* **Your task**: Copy out verbatim everything in the items below, from the line containing "target | stone bollard" down through the final line, including both of those lines.

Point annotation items
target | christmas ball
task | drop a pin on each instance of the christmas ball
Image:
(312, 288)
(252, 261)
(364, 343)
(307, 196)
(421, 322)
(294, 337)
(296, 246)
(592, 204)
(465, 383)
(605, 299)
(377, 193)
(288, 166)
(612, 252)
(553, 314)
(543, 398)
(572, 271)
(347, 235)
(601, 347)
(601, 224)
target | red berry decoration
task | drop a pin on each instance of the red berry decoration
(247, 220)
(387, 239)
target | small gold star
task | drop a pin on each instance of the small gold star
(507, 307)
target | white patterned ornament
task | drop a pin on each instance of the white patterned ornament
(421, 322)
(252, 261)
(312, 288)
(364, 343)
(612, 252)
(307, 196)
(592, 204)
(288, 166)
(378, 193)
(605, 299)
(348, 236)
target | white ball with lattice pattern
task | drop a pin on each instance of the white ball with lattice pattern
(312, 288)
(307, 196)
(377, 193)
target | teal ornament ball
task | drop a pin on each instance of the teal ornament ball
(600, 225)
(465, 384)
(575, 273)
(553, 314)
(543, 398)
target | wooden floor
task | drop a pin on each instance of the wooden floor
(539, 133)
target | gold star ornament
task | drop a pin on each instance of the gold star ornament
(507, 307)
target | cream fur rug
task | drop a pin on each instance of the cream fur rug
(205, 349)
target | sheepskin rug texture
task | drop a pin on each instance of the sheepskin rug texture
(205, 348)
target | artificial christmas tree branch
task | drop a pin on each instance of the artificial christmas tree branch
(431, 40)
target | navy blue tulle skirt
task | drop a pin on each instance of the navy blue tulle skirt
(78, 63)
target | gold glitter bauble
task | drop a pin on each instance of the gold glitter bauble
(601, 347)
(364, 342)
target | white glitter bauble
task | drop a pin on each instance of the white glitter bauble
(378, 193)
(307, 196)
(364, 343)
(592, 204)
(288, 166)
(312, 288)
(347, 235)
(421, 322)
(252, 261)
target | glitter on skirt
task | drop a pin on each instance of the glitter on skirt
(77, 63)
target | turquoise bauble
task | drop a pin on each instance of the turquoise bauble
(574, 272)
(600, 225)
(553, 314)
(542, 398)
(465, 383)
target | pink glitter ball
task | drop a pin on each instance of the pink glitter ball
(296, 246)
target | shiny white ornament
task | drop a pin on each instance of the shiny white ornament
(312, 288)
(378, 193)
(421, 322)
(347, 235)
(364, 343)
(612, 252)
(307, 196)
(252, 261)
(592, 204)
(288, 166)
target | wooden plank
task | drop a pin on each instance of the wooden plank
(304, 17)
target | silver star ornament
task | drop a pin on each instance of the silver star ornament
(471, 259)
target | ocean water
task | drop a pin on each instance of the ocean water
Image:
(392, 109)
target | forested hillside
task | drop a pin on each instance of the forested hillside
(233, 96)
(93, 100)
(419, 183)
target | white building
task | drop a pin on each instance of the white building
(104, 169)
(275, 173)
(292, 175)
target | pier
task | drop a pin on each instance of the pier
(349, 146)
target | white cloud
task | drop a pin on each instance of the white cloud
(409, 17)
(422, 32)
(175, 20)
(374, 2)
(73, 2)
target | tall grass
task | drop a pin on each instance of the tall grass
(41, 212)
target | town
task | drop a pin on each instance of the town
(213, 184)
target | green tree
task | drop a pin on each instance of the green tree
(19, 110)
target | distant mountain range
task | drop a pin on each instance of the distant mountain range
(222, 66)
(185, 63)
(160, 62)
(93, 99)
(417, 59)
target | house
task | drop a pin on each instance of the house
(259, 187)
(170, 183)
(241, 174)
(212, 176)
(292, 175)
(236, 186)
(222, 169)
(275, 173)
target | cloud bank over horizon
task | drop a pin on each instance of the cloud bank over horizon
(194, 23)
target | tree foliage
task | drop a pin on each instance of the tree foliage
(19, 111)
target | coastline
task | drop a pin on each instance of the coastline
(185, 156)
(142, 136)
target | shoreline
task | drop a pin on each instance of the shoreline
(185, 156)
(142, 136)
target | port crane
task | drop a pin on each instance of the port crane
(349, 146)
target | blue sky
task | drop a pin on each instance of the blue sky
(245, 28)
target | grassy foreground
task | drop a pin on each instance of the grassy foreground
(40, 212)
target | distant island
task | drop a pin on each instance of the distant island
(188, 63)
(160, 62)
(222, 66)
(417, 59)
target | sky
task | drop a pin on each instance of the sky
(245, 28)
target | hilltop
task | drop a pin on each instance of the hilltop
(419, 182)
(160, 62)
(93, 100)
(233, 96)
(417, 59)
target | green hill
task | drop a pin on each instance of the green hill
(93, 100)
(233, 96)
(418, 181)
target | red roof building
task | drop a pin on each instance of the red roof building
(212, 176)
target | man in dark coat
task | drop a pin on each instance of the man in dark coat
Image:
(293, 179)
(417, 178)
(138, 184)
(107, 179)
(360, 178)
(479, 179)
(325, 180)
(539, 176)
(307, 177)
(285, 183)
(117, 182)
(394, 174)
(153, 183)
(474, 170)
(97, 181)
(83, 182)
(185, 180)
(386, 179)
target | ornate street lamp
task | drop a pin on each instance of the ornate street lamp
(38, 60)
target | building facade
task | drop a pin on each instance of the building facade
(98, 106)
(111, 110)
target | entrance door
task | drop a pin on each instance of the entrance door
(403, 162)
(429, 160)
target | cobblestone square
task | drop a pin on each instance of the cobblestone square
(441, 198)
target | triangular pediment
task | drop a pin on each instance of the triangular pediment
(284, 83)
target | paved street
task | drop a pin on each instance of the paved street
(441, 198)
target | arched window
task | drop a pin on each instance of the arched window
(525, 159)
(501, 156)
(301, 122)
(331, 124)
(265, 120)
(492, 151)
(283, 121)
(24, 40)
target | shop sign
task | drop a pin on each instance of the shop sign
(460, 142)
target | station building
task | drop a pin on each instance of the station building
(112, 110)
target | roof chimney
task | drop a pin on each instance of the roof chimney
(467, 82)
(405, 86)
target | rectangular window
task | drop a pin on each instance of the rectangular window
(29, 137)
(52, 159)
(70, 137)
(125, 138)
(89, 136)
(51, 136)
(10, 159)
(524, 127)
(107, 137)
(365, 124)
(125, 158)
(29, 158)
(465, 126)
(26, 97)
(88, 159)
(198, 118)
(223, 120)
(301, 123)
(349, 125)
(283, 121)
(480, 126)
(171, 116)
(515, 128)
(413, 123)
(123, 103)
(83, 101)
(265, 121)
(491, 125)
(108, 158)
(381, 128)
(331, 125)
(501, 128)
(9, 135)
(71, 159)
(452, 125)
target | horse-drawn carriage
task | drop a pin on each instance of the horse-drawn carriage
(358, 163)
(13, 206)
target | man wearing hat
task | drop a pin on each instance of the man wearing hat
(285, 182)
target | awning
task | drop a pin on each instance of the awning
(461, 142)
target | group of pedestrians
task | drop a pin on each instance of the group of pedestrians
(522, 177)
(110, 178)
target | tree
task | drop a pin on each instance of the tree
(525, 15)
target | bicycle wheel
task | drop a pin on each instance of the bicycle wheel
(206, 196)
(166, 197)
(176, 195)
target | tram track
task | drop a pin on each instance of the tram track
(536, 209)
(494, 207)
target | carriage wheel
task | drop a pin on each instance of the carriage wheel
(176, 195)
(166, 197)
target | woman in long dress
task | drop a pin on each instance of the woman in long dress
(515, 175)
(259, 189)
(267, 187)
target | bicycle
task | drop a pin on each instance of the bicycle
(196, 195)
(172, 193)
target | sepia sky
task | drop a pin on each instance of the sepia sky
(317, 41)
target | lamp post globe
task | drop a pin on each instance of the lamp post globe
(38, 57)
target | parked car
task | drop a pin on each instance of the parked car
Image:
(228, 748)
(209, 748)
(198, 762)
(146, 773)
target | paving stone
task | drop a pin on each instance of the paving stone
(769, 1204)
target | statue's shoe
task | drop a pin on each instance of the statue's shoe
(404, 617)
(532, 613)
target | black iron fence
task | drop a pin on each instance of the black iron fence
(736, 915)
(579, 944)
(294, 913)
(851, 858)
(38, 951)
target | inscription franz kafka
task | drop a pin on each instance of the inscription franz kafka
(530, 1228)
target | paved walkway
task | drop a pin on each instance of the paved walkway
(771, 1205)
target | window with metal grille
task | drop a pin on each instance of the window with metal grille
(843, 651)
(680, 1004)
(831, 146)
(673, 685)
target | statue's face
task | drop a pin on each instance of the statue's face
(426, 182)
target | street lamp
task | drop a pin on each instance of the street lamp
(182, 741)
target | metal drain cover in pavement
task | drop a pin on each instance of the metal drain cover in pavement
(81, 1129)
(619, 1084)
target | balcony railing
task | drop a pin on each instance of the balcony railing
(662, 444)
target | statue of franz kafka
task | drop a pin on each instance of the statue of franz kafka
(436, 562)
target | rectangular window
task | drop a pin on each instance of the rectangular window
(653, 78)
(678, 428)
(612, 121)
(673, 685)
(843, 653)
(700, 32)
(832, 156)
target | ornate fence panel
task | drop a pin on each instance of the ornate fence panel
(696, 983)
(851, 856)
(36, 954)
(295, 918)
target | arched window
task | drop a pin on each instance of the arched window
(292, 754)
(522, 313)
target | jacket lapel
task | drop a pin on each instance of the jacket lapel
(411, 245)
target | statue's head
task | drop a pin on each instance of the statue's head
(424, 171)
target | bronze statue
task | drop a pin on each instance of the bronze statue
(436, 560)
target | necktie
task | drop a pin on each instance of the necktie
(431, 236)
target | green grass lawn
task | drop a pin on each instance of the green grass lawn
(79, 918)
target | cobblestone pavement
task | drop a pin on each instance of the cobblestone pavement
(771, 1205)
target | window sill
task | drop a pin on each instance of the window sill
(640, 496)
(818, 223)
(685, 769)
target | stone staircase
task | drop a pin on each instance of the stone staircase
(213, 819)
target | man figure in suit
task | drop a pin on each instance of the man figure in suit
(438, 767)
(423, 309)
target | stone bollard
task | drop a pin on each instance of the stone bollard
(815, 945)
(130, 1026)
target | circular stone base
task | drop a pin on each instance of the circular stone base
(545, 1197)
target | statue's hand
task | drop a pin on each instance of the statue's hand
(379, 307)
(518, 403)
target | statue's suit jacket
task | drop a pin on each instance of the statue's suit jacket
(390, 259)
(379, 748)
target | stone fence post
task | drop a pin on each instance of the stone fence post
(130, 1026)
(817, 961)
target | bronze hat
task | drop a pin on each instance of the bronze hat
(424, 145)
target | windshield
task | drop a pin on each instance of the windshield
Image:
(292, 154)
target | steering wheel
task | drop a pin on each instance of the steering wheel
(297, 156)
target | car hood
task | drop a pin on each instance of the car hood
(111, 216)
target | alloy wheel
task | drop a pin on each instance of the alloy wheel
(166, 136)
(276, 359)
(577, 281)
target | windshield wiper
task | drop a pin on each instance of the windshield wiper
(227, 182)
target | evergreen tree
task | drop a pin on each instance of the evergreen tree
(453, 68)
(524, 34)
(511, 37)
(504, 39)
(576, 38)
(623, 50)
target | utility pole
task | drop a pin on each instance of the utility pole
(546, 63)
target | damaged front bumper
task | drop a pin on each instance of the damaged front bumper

* **Exercise response**:
target | stone bollard
task | drop a pin on each instance of the stone bollard
(815, 945)
(130, 1026)
target | circular stone base
task | drop a pin on each instance of the circular stone base
(545, 1197)
target | statue's hand
task | drop a pin on each instance of the statue's hand
(379, 307)
(518, 403)
target | statue's suit jacket
task | drop a pin on each instance of the statue's suit jacket
(390, 259)
(379, 748)
target | stone fence post
task | drop a pin on each instance of the stone fence post
(130, 1026)
(817, 961)
target | bronze hat
task | drop a pin on each instance of the bronze hat
(424, 145)
target | windshield
task | drop a pin on each instance of the windshield
Image:
(292, 154)
target | steering wheel
task | drop a pin on each instance of the steering wheel
(297, 156)
target | car hood
task | drop a pin on each instance of the car hood
(111, 216)
target | alloy wheel
task | drop a pin on each instance of the alloy wheel
(166, 136)
(276, 359)
(577, 281)
target | windshield wiper
task | drop a pin on each instance of the windshield wiper
(227, 182)
target | evergreen tree
task | drop a pin on each instance of the evergreen tree
(453, 68)
(524, 34)
(511, 37)
(504, 39)
(576, 38)
(623, 50)
target | utility pole
task | drop a pin on each instance of the utility pole
(546, 63)
target | damaged front bumper
task | drop a pin on each instance of the damaged front bumper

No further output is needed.